Petite tâche A —
Dans le passage, quelle somme la société E veut-elle récupérer au titre de l'ordonnance provisionnelle du juge de la mise en état ?
Petite tâche B —
Donnez sous forme de liste numérotée les lignes de la liste, en commençant à celle qui contient « Provide one point per instance of the dark wooden » et en allant jusqu'à la fin de la liste, sans les lignes vides. Laissez les images de côté.

La SA E, fabricante, demande à la cour de débouter l'appelant de son appel comme mal fondé, de :

- confirmer le jugement dont appel et dire qu'il sortira son plein et entier effet, et notamment,

- constater, dire et juger qu'aucune preuve de l'existence d'un vice quelconque affectant l'échelle fabriquée par assemblage et vendue par la société E à la société O et utilisée par Monsieur X n'est, en l'état, établie, et constater qu'aucune faute dans l'exercice de son activité de constructeur n'est imputable à la société E,

- constater, dire et juger que Monsieur X, artisan, a utilisé l'échelle sans respecter les préconisations du constructeur quant à son inclinaison, et par conséquent, n'en a point fait une utilisation normale,

- dire et juger, en conséquence, Monsieur X mal fondé à rechercher directement la responsabilité de la société E, et la société O la garantie de celle-là,

- condamner, en conséquence, Monsieur X et/ou la société O à restituer à la société E, les sommes qu'elle a avancées en vertu des ordonnances de consignation et spontanément (par le canal de son assureur) au titre de l'exécution de l'expertise technique confiée à Monsieur Z,

- les condamner de même à restituer à la société E la somme de 10 000 F versée en vertu de l'ordonnance provisionnelle du juge de la mise en état, - les débouter de toutes autres demandes plus amples ou contraires dirigées contre elle,

- condamner Monsieur X et/ou la société O en tous les frais et dépens dont distraction au profit de la SCP d'avoués Levasseur Castille Lambert, à titre infiniment subsidiaire, et si la responsabilité de la société E devait être, en définitive, retenue, même partiellement,

- réduire les prétentions excessives du demandeur,

- dire n'y avoir lieu à garantie même partielle à l'égard d'O,

- statuer ce que de droit quant aux entiers frais et dépens de première instance et d'appel dont distraction au profit de la SCP d'avoués Levasseur Castille Lambert, fondés à les recouvrer conformément à l'article 699 du nouveau Code de procédure civile.

Données sources:

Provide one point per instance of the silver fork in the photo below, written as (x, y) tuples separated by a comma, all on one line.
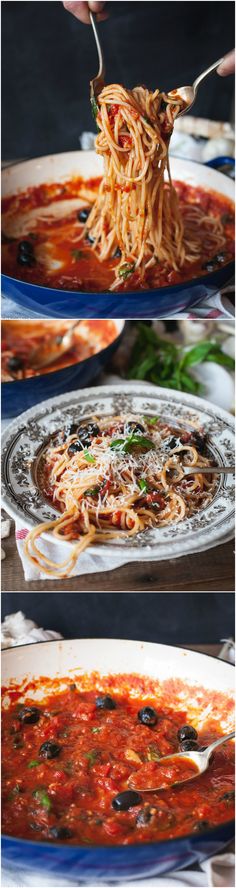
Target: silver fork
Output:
[(189, 93), (97, 84)]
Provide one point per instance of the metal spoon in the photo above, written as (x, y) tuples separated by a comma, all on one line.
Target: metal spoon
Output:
[(46, 354), (208, 470), (97, 84), (200, 759), (188, 94)]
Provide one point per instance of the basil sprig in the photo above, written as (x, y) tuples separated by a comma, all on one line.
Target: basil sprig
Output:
[(125, 444)]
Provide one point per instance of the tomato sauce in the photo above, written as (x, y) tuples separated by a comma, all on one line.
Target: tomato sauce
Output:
[(20, 339), (68, 758), (61, 256)]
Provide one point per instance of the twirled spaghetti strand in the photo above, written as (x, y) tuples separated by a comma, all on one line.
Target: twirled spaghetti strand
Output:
[(137, 211), (130, 477)]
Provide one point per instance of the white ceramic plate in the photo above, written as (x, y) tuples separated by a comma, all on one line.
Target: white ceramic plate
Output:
[(26, 436)]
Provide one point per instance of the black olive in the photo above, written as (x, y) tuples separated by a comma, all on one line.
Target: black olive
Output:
[(228, 796), (125, 800), (147, 716), (71, 430), (29, 715), (75, 446), (209, 266), (83, 214), (172, 442), (220, 257), (60, 832), (144, 816), (91, 428), (25, 247), (18, 742), (201, 826), (188, 745), (187, 733), (15, 363), (105, 703), (199, 441), (25, 259), (49, 749), (134, 428)]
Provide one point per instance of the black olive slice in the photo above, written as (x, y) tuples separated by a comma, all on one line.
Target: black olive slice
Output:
[(75, 447), (83, 214), (105, 703), (147, 716), (144, 816), (188, 745), (228, 796), (187, 732), (29, 715), (134, 428), (125, 800), (49, 749), (26, 259), (209, 266), (60, 832), (25, 247)]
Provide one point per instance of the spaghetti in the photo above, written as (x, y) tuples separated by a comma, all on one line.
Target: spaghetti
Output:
[(137, 214), (114, 477)]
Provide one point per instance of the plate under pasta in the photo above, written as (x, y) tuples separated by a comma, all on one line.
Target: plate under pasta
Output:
[(152, 512)]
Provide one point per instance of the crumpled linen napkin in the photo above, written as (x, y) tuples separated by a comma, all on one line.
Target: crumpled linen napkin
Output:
[(216, 306), (16, 630), (217, 872), (87, 562)]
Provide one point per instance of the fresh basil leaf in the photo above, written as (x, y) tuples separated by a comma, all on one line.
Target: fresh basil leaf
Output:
[(118, 444), (126, 269), (94, 107), (221, 358), (88, 456), (151, 420), (43, 798), (197, 354), (143, 485)]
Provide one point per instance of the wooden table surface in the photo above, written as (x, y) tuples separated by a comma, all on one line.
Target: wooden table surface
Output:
[(211, 571)]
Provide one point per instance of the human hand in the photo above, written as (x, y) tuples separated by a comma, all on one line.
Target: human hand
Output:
[(228, 64), (81, 10)]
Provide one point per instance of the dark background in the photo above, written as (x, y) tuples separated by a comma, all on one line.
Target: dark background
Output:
[(171, 618), (48, 58)]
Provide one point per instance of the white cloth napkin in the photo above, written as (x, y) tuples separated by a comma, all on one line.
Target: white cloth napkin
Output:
[(16, 630), (87, 562), (216, 872)]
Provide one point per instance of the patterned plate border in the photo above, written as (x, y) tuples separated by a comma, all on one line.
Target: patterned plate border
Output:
[(26, 436)]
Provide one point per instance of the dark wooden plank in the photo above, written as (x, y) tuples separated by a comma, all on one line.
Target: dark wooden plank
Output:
[(210, 571)]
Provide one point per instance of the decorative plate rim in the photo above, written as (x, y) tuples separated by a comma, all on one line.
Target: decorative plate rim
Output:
[(207, 528)]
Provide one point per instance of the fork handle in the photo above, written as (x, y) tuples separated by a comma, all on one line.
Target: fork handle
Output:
[(209, 470), (205, 74), (101, 72)]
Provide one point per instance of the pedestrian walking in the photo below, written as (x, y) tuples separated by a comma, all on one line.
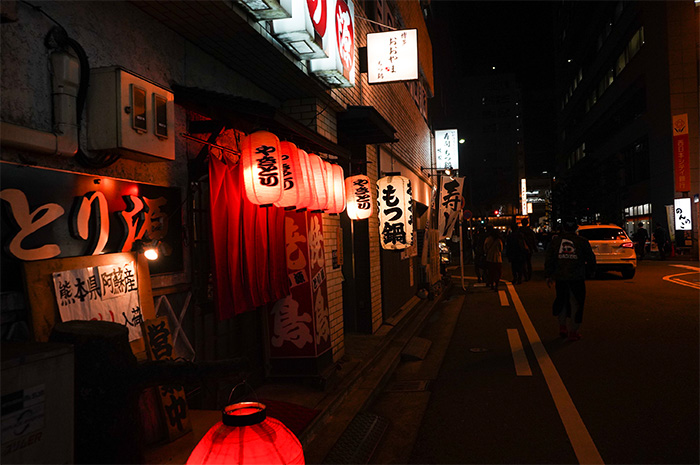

Corrigé A —
La somme de 10 000 F.

Corrigé B —
1. Provide one point per instance of the dark wooden plank in the photo above, written as (x, y) tuples separated by a comma, all on one line.
2. Target: dark wooden plank
3. Output:
4. [(210, 571)]
5. Provide one point per instance of the decorative plate rim in the photo above, written as (x, y) tuples separated by a comma, all on one line.
6. Target: decorative plate rim
7. Output:
8. [(207, 528)]
9. Provide one point per instance of the fork handle in the photo above, written as (x, y) tuples separated by a comma, all on one line.
10. Target: fork handle
11. Output:
12. [(209, 470), (205, 74), (101, 72)]
13. Provide one point per instance of the pedestrian walking in the photo below, written as (x, y) tuples separated by a comma, all on one line.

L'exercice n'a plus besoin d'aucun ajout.